Scan the entries below for the word "concrete" and copy every line where it turns up.
---------- Supplied material
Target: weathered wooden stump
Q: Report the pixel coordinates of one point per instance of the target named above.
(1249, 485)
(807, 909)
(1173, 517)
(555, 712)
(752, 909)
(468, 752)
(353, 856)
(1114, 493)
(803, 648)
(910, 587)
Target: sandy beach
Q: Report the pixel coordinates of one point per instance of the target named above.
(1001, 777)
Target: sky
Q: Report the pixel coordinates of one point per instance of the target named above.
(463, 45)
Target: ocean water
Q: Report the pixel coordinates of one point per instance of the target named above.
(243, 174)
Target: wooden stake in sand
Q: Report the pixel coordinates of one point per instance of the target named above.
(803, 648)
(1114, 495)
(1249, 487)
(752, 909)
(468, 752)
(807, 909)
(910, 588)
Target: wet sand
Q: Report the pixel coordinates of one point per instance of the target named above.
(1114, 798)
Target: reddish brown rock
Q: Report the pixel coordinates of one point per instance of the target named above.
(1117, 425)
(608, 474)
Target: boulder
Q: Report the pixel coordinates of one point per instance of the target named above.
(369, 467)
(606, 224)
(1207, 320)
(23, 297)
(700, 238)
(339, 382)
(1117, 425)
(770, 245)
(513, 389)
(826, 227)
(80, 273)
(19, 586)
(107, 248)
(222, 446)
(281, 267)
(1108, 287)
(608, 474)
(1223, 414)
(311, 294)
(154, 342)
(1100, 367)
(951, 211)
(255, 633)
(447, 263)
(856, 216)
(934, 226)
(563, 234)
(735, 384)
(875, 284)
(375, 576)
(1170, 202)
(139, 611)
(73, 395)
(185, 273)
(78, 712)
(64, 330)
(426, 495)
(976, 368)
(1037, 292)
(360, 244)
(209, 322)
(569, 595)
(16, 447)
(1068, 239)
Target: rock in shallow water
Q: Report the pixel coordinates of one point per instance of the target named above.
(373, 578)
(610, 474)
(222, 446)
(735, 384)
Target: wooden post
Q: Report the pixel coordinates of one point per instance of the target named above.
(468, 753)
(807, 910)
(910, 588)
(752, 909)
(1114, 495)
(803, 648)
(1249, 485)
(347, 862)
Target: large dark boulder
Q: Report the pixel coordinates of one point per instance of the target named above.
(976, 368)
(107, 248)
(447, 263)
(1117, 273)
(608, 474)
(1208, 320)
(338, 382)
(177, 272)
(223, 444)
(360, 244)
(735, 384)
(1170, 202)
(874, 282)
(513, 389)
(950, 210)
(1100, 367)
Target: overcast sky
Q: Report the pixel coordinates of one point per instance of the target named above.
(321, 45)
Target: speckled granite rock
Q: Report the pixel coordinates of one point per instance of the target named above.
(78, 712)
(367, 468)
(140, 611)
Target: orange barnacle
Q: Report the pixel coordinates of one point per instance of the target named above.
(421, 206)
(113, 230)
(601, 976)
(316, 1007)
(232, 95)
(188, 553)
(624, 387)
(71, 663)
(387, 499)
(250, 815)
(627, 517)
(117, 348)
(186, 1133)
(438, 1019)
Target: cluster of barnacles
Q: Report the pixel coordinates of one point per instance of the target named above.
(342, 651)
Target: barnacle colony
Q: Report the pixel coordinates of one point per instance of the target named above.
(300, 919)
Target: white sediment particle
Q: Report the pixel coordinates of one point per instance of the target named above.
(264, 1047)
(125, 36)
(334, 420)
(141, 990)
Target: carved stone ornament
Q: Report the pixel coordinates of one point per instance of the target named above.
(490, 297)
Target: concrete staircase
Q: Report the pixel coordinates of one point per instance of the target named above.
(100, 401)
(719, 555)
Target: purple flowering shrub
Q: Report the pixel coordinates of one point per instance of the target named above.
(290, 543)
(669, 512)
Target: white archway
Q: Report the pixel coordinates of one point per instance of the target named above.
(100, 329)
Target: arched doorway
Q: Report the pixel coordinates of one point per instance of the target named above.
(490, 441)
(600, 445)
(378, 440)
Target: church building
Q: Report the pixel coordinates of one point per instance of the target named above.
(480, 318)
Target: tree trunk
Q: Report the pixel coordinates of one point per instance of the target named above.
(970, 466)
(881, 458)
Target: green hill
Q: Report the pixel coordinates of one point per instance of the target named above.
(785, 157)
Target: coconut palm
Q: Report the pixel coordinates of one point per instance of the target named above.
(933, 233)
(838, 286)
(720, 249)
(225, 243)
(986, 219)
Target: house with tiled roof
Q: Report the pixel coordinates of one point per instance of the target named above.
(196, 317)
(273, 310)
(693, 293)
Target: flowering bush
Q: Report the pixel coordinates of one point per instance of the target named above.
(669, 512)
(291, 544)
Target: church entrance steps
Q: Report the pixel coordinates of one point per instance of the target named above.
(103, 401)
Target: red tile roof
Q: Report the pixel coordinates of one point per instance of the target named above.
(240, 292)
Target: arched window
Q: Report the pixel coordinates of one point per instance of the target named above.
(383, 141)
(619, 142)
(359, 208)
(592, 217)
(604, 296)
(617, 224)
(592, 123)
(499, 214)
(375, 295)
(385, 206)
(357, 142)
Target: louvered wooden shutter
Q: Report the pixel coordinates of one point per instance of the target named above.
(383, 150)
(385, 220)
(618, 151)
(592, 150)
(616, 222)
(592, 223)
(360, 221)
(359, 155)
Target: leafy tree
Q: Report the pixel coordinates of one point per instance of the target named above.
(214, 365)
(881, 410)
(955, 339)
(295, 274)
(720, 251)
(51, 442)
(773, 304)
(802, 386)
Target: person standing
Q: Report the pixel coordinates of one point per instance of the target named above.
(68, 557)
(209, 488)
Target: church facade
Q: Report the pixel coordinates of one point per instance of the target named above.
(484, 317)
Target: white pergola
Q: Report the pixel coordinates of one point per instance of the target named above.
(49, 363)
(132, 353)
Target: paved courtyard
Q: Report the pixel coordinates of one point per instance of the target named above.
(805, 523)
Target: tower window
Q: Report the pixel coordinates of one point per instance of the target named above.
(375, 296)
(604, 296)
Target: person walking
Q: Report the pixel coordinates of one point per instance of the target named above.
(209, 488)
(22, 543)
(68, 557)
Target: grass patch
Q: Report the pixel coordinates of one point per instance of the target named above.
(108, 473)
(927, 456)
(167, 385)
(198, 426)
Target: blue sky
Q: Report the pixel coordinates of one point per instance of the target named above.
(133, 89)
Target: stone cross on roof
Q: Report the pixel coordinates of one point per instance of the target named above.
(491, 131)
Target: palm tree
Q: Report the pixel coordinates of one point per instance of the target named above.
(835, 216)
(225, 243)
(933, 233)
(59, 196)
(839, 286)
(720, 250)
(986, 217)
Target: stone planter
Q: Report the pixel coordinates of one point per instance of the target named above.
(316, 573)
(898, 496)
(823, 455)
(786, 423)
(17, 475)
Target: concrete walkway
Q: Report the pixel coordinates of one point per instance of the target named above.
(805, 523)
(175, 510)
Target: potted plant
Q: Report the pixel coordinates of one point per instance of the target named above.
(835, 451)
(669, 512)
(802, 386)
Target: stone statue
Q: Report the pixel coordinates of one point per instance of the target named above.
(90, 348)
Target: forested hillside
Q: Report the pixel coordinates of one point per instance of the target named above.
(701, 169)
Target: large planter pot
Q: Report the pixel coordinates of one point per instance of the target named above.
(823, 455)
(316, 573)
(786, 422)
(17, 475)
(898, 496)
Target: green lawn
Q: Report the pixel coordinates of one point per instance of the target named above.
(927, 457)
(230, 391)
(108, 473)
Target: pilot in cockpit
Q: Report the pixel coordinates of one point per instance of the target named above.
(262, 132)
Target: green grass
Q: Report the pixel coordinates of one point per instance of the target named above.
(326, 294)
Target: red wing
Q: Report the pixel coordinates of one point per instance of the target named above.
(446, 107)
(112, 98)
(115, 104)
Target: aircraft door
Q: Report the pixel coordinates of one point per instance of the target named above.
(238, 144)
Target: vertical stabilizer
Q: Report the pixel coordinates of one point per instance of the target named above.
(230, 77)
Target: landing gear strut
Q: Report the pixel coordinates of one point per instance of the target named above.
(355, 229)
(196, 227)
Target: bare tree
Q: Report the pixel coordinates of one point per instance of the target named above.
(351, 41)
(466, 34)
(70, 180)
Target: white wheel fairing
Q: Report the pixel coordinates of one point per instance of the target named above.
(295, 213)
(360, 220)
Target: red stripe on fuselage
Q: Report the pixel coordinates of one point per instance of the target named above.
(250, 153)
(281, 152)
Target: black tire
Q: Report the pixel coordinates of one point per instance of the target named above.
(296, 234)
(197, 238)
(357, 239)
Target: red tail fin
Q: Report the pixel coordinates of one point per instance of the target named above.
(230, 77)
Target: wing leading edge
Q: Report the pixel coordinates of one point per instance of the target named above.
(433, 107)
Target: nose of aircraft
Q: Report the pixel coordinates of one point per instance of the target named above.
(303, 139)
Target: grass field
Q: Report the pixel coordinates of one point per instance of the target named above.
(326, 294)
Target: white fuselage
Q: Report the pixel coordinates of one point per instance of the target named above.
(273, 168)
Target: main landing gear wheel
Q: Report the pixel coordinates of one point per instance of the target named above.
--------------------
▸ **Solved exercise**:
Target: concrete staircase
Target: concrete walkway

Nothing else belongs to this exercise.